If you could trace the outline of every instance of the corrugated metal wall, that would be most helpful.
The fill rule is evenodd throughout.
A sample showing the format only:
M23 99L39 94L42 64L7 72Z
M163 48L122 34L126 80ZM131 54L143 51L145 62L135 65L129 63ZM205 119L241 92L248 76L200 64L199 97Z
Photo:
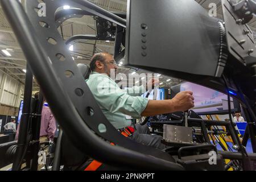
********
== Your instructions ==
Please lay out the listing above as a JSON list of strings, one string per line, skipping blank lines and leaving out the pictures.

== Response to the task ==
[
  "If you could trace the outline of every instance of the corrugated metal wall, that would be most helpful.",
  "The fill rule is evenodd throughout.",
  "A sample showing the format only:",
  "M23 99L39 94L42 64L7 72Z",
  "M163 48L122 34L126 80ZM131 54L143 51L145 62L135 65L129 63ZM205 119L241 92L248 76L200 64L199 97Z",
  "Photo:"
]